■ YOUR INSTRUCTIONS ■
Reproduce the listing below with every "Practice round" changed to "Warm-up round" and all else left as it is. Omit the pictures from your answer.

■ DATA FOR THIS EXERCISE ■
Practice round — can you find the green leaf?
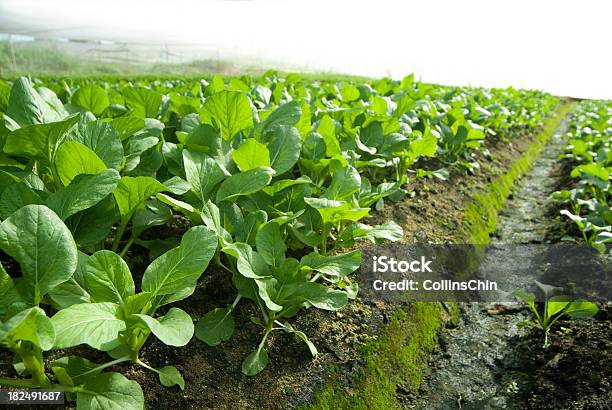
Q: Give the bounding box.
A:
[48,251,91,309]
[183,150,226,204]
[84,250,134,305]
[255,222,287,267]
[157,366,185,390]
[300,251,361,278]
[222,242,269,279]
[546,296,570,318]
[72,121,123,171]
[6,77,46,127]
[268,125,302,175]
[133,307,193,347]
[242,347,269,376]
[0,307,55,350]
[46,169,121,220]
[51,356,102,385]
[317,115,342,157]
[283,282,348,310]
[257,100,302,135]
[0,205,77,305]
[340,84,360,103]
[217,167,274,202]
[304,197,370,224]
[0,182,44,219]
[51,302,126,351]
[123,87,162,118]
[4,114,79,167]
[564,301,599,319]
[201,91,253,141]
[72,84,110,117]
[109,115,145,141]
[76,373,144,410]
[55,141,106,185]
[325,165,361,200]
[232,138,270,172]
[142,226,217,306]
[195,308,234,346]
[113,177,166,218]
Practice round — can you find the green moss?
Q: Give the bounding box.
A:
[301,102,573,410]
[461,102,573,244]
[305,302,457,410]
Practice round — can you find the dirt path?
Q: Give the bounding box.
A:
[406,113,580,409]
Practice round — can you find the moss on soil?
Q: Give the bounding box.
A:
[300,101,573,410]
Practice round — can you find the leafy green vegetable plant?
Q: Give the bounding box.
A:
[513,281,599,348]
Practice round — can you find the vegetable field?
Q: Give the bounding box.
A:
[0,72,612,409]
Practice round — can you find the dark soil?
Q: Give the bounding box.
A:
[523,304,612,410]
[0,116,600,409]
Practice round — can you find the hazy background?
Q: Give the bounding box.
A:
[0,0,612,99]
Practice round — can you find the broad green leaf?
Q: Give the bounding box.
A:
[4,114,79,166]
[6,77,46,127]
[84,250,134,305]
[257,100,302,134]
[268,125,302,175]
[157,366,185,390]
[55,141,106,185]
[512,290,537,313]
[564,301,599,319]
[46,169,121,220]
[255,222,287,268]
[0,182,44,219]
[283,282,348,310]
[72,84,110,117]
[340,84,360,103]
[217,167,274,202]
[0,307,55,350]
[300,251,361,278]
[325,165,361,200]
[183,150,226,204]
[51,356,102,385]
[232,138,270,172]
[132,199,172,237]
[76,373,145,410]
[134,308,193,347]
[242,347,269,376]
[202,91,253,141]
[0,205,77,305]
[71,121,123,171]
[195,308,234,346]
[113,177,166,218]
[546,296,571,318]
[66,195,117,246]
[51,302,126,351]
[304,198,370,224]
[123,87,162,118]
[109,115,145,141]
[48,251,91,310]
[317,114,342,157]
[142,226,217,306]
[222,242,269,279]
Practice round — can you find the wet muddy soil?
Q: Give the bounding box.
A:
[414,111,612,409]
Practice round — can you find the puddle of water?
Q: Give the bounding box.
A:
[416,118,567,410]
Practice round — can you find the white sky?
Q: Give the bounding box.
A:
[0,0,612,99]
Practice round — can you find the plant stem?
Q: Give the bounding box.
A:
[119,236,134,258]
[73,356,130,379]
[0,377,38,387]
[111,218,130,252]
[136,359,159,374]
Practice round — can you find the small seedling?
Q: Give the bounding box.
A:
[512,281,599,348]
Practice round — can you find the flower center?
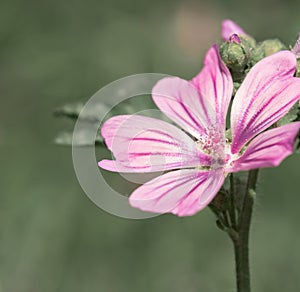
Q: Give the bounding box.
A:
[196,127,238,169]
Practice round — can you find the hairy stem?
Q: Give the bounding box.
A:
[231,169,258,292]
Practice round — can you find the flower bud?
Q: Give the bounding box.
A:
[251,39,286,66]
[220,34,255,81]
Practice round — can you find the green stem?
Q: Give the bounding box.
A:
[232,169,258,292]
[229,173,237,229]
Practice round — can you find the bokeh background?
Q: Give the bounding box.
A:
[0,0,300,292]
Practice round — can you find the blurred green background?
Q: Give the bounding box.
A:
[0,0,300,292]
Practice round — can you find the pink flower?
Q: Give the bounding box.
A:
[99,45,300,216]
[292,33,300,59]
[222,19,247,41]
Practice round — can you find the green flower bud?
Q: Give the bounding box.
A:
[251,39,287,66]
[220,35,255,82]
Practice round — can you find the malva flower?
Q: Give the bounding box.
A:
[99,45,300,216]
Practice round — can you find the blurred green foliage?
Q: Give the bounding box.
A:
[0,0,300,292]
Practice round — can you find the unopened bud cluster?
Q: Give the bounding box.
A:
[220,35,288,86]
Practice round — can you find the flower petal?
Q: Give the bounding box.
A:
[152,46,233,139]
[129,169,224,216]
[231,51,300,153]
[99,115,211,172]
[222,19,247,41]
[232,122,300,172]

■ SOLUTION ■
Warm-up round — can you find the green leaf?
Q: Give the bounding box.
A:
[48,251,91,309]
[183,150,226,204]
[84,250,134,305]
[255,222,287,267]
[157,366,185,390]
[300,251,361,278]
[222,242,269,279]
[546,296,570,318]
[72,121,123,171]
[6,77,46,127]
[268,125,302,175]
[133,307,193,347]
[242,347,269,376]
[0,307,55,350]
[46,169,121,220]
[51,356,102,385]
[317,115,342,157]
[283,282,348,310]
[257,100,302,135]
[0,205,77,305]
[340,84,360,103]
[217,167,274,202]
[304,197,370,224]
[0,182,44,219]
[51,302,126,351]
[123,87,162,118]
[4,114,79,167]
[564,301,599,319]
[201,91,253,141]
[72,84,110,117]
[109,115,145,141]
[76,373,144,410]
[55,141,106,185]
[325,165,361,200]
[232,138,270,172]
[142,226,217,306]
[195,308,234,346]
[113,177,166,218]
Warm-up round — can you find the green moss?
Q: Give the bounding box.
A:
[301,102,573,410]
[461,102,573,244]
[305,302,457,410]
Warm-up round — can you find the dirt path?
Q: Give the bounding box.
A:
[406,113,580,409]
Warm-up round — can you find the moss on soil?
Q: Give the bounding box.
A:
[300,101,573,410]
Warm-up round — can you find the leafy green vegetable plant?
Q: Give the bounding box.
A:
[513,281,599,348]
Warm-up round — can you find the vegetable field?
Q: Give the bounding box.
A:
[0,72,612,409]
Warm-up round — can you find the dark soil?
Q: Give the bounding box.
A:
[523,304,612,410]
[0,116,600,409]
Warm-up round — can you find the hazy background?
Q: Give the bounding box.
A:
[0,0,612,99]
Warm-up round — can you find the broad green leaf?
Q: Give the bounding box.
A:
[4,114,79,166]
[6,77,46,127]
[84,250,134,305]
[257,100,302,134]
[268,125,302,175]
[157,366,185,390]
[55,141,106,185]
[512,290,537,313]
[564,301,599,319]
[46,169,121,220]
[255,222,287,268]
[0,182,44,219]
[283,282,348,310]
[72,84,110,117]
[340,84,360,103]
[217,167,274,202]
[0,307,55,350]
[300,251,361,278]
[325,165,361,200]
[183,150,226,204]
[51,356,102,385]
[232,138,270,172]
[132,199,172,237]
[76,373,145,410]
[134,308,193,347]
[242,347,269,376]
[202,91,253,141]
[0,205,77,305]
[71,121,123,171]
[195,308,234,346]
[113,177,166,218]
[546,296,571,318]
[66,195,117,246]
[51,302,126,351]
[304,198,370,224]
[123,87,162,118]
[109,115,145,141]
[48,251,91,310]
[317,114,342,157]
[142,226,217,306]
[222,242,269,279]
Warm-up round — can you find the wet muddy soil?
Q: Give the bounding box.
A:
[414,111,612,409]
Warm-up round — can you find the puddle of water?
Q: Give the bounding box.
A:
[416,118,567,410]
Warm-up round — can you find the white sky?
Q: Give the bounding box.
A:
[0,0,612,99]
Warm-up round — can you find the plant stem?
Q: Give the bounding box.
A:
[119,236,134,258]
[73,356,130,379]
[0,377,38,387]
[111,218,130,252]
[136,359,159,374]
Warm-up round — can you find the small seedling?
Q: Give the bounding box.
A:
[512,281,599,348]
Warm-up round — can you find the flower center?
Q: Give the bounding box.
A:
[196,127,238,169]
Warm-up round — can you find the hairy stem?
Q: Give the bounding box.
A:
[231,169,258,292]
Warm-up round — can you find the flower bud?
Q: Give the bounding box.
A:
[251,39,286,66]
[220,34,255,81]
Warm-up round — can you find the green stem?
Q: Give the bounding box.
A:
[232,169,258,292]
[229,173,237,229]
Warm-up round — can you find the bokeh background?
Q: Give the bounding box.
A:
[0,0,300,292]
Warm-up round — can you find the blurred green background?
Q: Give the bounding box.
A:
[0,0,300,292]
Warm-up round — can you find the pink flower?
Q: Give the bounding box.
A:
[99,45,300,216]
[292,33,300,59]
[222,19,247,41]
Warm-up round — can you find the green flower bud?
Q: Give the bounding box.
A:
[251,39,287,66]
[220,35,255,82]
Warm-up round — can you find the malva flower?
Q: Give the bounding box.
A:
[99,45,300,216]
Warm-up round — can you find the blurred green foliage?
Q: Give the bounding box.
A:
[0,0,300,292]
Warm-up round — can you find the unopened bud cluster?
Q: Give the bounding box.
A:
[220,35,288,86]
Warm-up round — can you find the flower petal?
Q: Give the bounding box.
A:
[152,46,233,139]
[129,169,224,216]
[231,51,300,153]
[99,115,211,172]
[222,19,247,41]
[232,122,300,172]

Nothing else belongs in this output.